**WORKING DATA:**

::::::

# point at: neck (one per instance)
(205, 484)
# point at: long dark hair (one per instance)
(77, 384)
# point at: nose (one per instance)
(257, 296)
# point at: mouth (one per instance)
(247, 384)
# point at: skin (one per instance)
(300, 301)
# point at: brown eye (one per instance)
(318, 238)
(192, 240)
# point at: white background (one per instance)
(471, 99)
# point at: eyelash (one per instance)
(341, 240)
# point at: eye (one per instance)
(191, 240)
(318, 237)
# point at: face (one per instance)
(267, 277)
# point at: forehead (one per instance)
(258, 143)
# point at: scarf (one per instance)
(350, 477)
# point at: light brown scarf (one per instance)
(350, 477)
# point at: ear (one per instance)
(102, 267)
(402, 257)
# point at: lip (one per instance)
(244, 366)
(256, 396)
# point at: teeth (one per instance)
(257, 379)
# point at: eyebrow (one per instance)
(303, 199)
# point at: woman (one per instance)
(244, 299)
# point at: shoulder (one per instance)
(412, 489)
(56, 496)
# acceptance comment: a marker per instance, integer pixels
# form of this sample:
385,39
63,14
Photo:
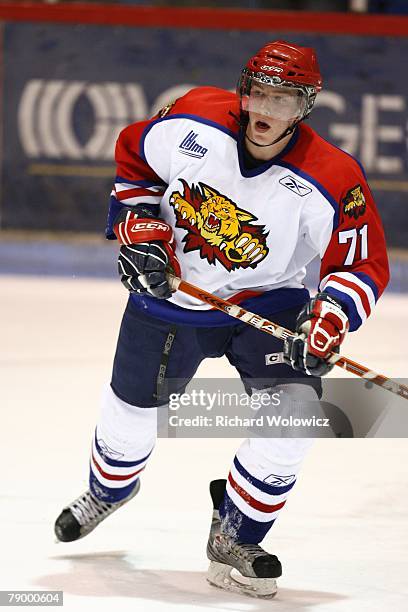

::::::

**DESCRIPTION OF THE TASK:** Word for word, restate all of the material, omitting the images.

**EXERCISE RESULT:**
# point at: neck (one per instance)
(205, 484)
# point at: long dark hair (one per instance)
(77, 384)
# point at: nose (one per instance)
(257, 296)
# point at: mouth (one per instance)
(247, 384)
# point at: skin (one per instance)
(300, 301)
# point at: brown eye (one per instance)
(318, 238)
(192, 240)
# point at: white background (one per instance)
(471, 99)
# point at: eyelash (one per instance)
(341, 240)
# point at: eye (one per instance)
(191, 240)
(318, 237)
# point at: face (one per instance)
(267, 277)
# point at: forehead (one per instance)
(258, 143)
# point at: scarf (one per instance)
(350, 477)
# point at: light brown scarf (one per instance)
(350, 477)
# point at: ear (one per instance)
(102, 267)
(402, 257)
# point at: lip (one per instance)
(244, 366)
(256, 396)
# point at: teeth (one per instance)
(257, 379)
# point at: eyebrow (one per instance)
(303, 199)
# point at: woman (one per instance)
(244, 299)
# point at: shoulder (one per instance)
(412, 489)
(56, 496)
# acceptance comment: a marker per instance, integer pixels
# form of this sample:
385,39
63,14
Photo:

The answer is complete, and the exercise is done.